**Instructions to follow:**
Can you render all of the material below as a Markdown table with two columns, No. and Line, one numbered row per line? Leave out blank lines and the pictures.

**Records for location labeling:**

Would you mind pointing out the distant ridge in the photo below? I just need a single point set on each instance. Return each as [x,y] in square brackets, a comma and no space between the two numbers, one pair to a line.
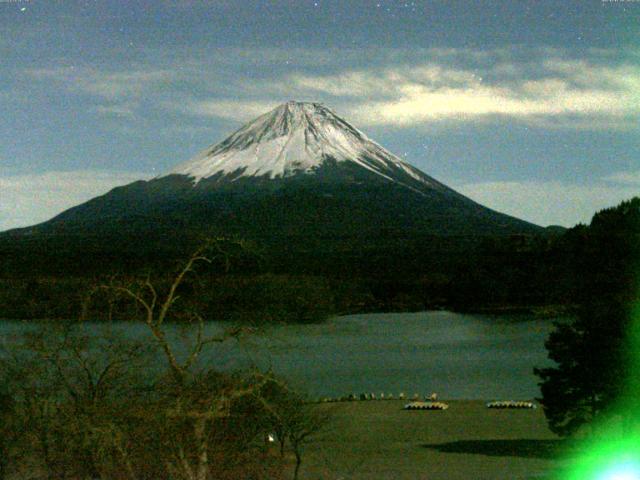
[299,181]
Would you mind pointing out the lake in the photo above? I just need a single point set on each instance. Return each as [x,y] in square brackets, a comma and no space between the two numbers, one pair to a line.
[456,355]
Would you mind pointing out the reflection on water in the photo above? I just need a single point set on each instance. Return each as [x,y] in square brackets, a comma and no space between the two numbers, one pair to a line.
[458,356]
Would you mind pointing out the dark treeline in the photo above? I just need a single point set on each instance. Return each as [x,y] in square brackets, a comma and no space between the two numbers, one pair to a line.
[303,280]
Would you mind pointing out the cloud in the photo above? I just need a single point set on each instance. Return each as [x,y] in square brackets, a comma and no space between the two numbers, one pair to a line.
[547,92]
[240,110]
[548,203]
[541,87]
[110,85]
[625,178]
[119,110]
[31,199]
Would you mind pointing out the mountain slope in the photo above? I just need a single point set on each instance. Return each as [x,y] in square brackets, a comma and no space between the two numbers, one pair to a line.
[299,180]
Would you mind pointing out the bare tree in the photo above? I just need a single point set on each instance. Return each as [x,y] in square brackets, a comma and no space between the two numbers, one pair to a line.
[189,463]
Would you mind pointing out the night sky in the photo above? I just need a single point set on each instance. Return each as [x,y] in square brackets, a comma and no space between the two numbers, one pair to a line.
[531,108]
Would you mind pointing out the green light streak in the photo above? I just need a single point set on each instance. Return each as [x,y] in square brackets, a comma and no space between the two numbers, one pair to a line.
[613,451]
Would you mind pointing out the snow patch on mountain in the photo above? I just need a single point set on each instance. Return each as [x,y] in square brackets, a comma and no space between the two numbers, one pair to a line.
[296,138]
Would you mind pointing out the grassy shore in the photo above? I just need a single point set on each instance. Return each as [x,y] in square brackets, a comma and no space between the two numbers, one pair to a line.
[380,440]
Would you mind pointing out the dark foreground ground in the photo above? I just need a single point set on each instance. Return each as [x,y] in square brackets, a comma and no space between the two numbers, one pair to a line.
[379,440]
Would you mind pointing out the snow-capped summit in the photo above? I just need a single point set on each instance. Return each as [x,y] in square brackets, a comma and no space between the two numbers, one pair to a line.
[298,138]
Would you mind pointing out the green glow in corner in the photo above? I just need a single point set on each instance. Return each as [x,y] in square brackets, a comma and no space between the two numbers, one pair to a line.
[614,452]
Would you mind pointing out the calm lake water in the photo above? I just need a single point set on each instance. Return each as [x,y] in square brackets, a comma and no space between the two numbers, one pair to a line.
[455,355]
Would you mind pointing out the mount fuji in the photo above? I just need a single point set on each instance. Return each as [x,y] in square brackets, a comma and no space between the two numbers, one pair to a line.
[299,181]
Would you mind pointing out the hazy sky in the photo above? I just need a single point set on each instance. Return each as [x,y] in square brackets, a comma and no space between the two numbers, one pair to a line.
[531,108]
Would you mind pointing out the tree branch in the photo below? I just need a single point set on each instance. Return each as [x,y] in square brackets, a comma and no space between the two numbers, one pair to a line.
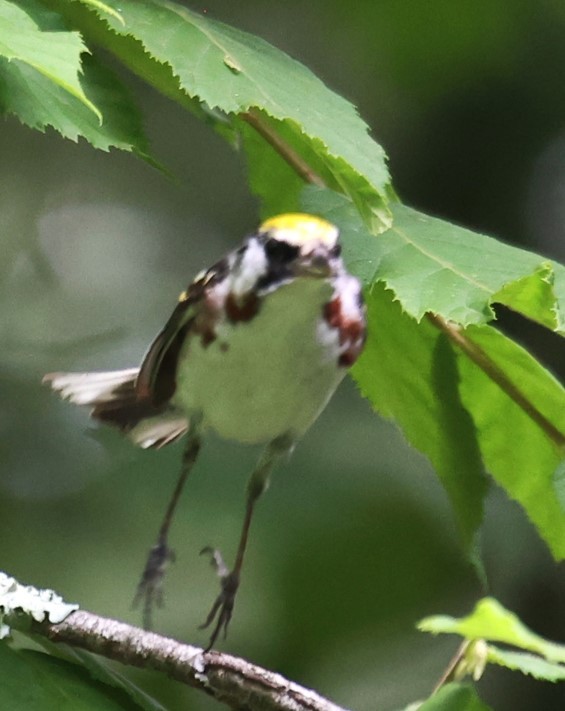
[230,680]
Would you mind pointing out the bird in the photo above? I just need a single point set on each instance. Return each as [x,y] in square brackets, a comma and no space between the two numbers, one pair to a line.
[253,350]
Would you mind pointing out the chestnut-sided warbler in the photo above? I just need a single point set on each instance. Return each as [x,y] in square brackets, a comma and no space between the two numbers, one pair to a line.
[254,349]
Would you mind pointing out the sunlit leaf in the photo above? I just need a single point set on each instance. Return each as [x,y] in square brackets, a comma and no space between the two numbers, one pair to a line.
[492,622]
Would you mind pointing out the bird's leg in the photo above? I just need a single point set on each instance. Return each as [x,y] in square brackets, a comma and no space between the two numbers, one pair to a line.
[150,588]
[223,605]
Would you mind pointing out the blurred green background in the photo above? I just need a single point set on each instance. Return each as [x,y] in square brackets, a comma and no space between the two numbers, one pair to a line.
[355,541]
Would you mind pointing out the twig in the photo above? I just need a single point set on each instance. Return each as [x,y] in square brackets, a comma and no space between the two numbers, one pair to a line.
[230,680]
[497,375]
[296,162]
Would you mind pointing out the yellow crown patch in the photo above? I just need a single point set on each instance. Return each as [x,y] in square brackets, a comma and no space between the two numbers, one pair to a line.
[299,228]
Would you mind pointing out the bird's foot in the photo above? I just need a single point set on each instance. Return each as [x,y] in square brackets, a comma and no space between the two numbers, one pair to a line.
[222,608]
[150,589]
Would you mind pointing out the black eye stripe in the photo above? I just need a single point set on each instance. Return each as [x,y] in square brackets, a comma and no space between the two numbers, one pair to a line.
[279,251]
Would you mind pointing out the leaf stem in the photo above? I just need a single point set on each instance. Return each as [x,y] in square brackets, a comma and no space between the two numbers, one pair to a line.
[295,161]
[497,375]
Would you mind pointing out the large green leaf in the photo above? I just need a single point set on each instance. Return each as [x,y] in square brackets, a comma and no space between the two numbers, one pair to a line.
[408,372]
[32,681]
[522,446]
[492,622]
[436,267]
[187,55]
[37,38]
[44,83]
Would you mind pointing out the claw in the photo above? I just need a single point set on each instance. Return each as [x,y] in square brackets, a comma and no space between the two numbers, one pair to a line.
[150,588]
[222,608]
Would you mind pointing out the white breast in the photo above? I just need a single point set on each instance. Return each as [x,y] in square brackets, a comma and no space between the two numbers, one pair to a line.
[265,377]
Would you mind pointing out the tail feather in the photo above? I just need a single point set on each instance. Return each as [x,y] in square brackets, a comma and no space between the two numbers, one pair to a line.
[94,388]
[115,401]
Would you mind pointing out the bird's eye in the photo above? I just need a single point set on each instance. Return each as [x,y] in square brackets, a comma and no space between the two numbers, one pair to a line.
[279,251]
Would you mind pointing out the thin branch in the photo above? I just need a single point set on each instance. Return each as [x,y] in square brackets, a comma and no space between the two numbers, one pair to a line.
[230,680]
[497,375]
[295,161]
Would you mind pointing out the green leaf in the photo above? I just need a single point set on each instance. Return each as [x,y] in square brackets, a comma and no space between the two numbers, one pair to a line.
[270,177]
[527,664]
[452,697]
[436,267]
[235,72]
[402,358]
[100,670]
[492,622]
[39,103]
[521,452]
[37,39]
[39,100]
[32,681]
[408,372]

**Final answer:**
| No. | Line |
|---|---|
| 1 | Would you mind pointing out the distant ridge in the photo below? I just need a single point set on each instance. Return each as [x,y] in square brackets, a comma and no space between the two numbers, one pair to a line. |
| 2 | [299,181] |
| 3 | Would you mind pointing out the lake in the photo above? I just need a single point set on each instance. Return each as [x,y] in square brackets, a comma and no space between the two numbers, one pair to a line. |
| 4 | [456,355] |
| 5 | Would you mind pointing out the reflection on water in the photo above? I just need a single point set on each instance. Return each as [x,y] in square brackets, a comma and no space between the two numbers, one pair to a line. |
| 6 | [458,356] |
| 7 | Would you mind pointing out the dark treeline in the photo above? I just need a single point set on each instance. Return each as [x,y] in square brackets, a comma and no space between the two numbers, one pair to a line. |
| 8 | [303,280] |
| 9 | Would you mind pointing out the cloud in the photo above? I just need a single point set on each instance. Return each as [x,y] in square brackets, a comma and no space between the two numbers, one pair to a line. |
| 10 | [547,92] |
| 11 | [240,110] |
| 12 | [548,203] |
| 13 | [541,87] |
| 14 | [110,85] |
| 15 | [625,178] |
| 16 | [119,110] |
| 17 | [31,199] |
| 18 | Would you mind pointing out the mountain slope in the photo above? I just need a single point set on each instance. Return each as [x,y] in square brackets, a comma and no space between the two numbers, one pair to a line. |
| 19 | [299,180] |
| 20 | Would you mind pointing out the bare tree in the photo above? I just need a single point set on each instance. Return each as [x,y] in square brackets, a comma and no space between the two numbers, one pair to a line. |
| 21 | [189,463] |
| 22 | Would you mind pointing out the night sky in the photo above? I just need a single point set on each instance. Return each as [x,y] in square brackets, a comma and no space between the two numbers, one pair to a line. |
| 23 | [531,108] |
| 24 | Would you mind pointing out the green light streak in the photo above? I just need a single point set on each instance. Return each as [x,y] in square brackets, a comma and no space between the two numbers, one pair to a line. |
| 25 | [613,451] |
| 26 | Would you mind pointing out the snow patch on mountain in the photo above? I just need a single point set on each instance. Return each as [x,y] in square brackets, a comma and no space between the two numbers, one pair to a line. |
| 27 | [296,138] |
| 28 | Would you mind pointing out the grassy shore in the photo above? I just need a single point set on each instance. Return each as [x,y] in square brackets, a comma and no space between the two numbers, one pair to a line. |
| 29 | [380,440] |
| 30 | Would you mind pointing out the dark foreground ground in the photo above? I just need a single point set on each instance. Return each as [x,y] in square brackets, a comma and no space between the two numbers, one pair to a line. |
| 31 | [379,440] |
| 32 | Would you mind pointing out the snow-capped summit in the photo above? I just need a single point set on each instance. Return each as [x,y] in square brackets, a comma and no space between the two numbers, one pair to a line. |
| 33 | [298,138] |
| 34 | Would you mind pointing out the green glow in corner in the photo above? I just need a single point set on each instance. Return each as [x,y] in square brackets, a comma and no space between the two numbers, one pair to a line. |
| 35 | [614,452] |
| 36 | Would you mind pointing out the calm lake water in the photo above? I just need a single point set on each instance. Return each as [x,y] in square brackets, a comma and no space between the two numbers, one pair to a line. |
| 37 | [455,355] |
| 38 | Would you mind pointing out the mount fuji in the photo above? I just need a single point set on each instance. Return each as [x,y] in square brackets, a comma and no space between the two numbers, one pair to a line. |
| 39 | [299,181] |
| 40 | Would you mind pointing out the hazy sky in the photo above? I just need a single point set on each instance. Return each as [x,y] in square brackets, a comma and no space between the two numbers, one pair to a line. |
| 41 | [531,108] |
| 42 | Would you mind pointing out the tree branch in the photo below? I just need a single point set on each instance. Return each as [x,y] in square brackets, a comma and no space between the two numbers, one pair to a line. |
| 43 | [230,680] |
| 44 | Would you mind pointing out the bird in the photo above? I just need a single point set on each instance. Return each as [x,y] in square brackets, a comma and no space between the two numbers, one pair to a line. |
| 45 | [253,350] |
| 46 | Would you mind pointing out the chestnut-sided warbler in the photo above? I just need a single point set on each instance. Return each as [x,y] in square brackets, a comma and no space between the two numbers, one pair to a line. |
| 47 | [254,349] |
| 48 | Would you mind pointing out the sunlit leaf in the photo above? I just need a single point set on each instance. Return each as [x,y] in square brackets, a comma and no space between the two numbers, one pair to a line. |
| 49 | [492,622] |
| 50 | Would you mind pointing out the bird's leg in the photo above? I just need a single point set on each instance. Return each as [x,y] in square brackets, a comma and no space between the two numbers, one pair to a line. |
| 51 | [150,588] |
| 52 | [223,605] |
| 53 | Would you mind pointing out the blurred green background in the photo above? I just need a single point set on each instance. Return each as [x,y] in square brackets, a comma and no space between the two numbers, one pair to a line. |
| 54 | [355,541] |
| 55 | Would you mind pointing out the twig in the photo above? I just need a single point set on each instance. Return each as [x,y] in square brackets, a comma and no space between the two numbers, one pair to a line. |
| 56 | [230,680] |
| 57 | [497,375] |
| 58 | [296,162] |
| 59 | Would you mind pointing out the yellow crown patch in the photo above? I just need a single point set on each instance. Return each as [x,y] in square brackets, a comma and no space between the two numbers, one pair to a line. |
| 60 | [299,228] |
| 61 | Would you mind pointing out the bird's foot in the photo above? I just need a single point set on each instance. Return each as [x,y] in square brackets, a comma and no space between the two numbers, one pair to a line. |
| 62 | [222,608] |
| 63 | [150,589] |
| 64 | Would you mind pointing out the black eye stripe in the photo above? I just need a single point set on each instance. Return each as [x,y] in square brackets, a comma and no space between the two numbers, one pair to a line. |
| 65 | [279,251] |
| 66 | Would you mind pointing out the leaf stem in the photo above? I just need a single point set on each instance. Return each as [x,y] in square brackets, a comma and no space between the two numbers, one pair to a line. |
| 67 | [295,161] |
| 68 | [497,375] |
| 69 | Would you mind pointing out the large green leaf in the photo above? I just need a single point set on each instance. Return each as [x,y] in square brackets, a comma and no space between the two numbers, one pair to a line. |
| 70 | [408,372] |
| 71 | [32,681] |
| 72 | [522,446] |
| 73 | [492,622] |
| 74 | [436,267] |
| 75 | [187,55] |
| 76 | [37,38] |
| 77 | [44,83] |
| 78 | Would you mind pointing out the claw in the photo above? I just need a single point set on each instance. Return each as [x,y] in square brackets, a comma and no space between the two numbers, one pair to a line. |
| 79 | [150,588] |
| 80 | [222,608] |
| 81 | Would you mind pointing out the white breast in the photo above? I just need a single point set on each instance. Return each as [x,y] in square brackets, a comma and no space between the two numbers, one pair to a line. |
| 82 | [265,377] |
| 83 | Would you mind pointing out the tail feather in the photo above? I just need a single point set on each instance. Return each as [x,y] in square brackets, a comma and no space between the two numbers, one pair to a line. |
| 84 | [94,388] |
| 85 | [115,401] |
| 86 | Would you mind pointing out the bird's eye in the photo above? I just need a single point set on each instance. Return each as [x,y] in square brackets, a comma and no space between the two numbers, one pair to a line. |
| 87 | [279,251] |
| 88 | Would you mind pointing out the thin branch in the photo above? I just need a single point set on each instance. Return each as [x,y] in square brackets, a comma and no space between the two numbers, one pair to a line. |
| 89 | [230,680] |
| 90 | [497,375] |
| 91 | [295,161] |
| 92 | Would you mind pointing out the green leaf in the photo above? I just need a single point set on each instance. Return each as [x,y] in square brackets, a comma and no space between the two numbers, one pair to a line. |
| 93 | [270,177] |
| 94 | [527,664] |
| 95 | [452,697] |
| 96 | [436,267] |
| 97 | [235,72] |
| 98 | [402,358] |
| 99 | [100,670] |
| 100 | [492,622] |
| 101 | [39,103] |
| 102 | [521,452] |
| 103 | [37,39] |
| 104 | [39,100] |
| 105 | [32,681] |
| 106 | [408,372] |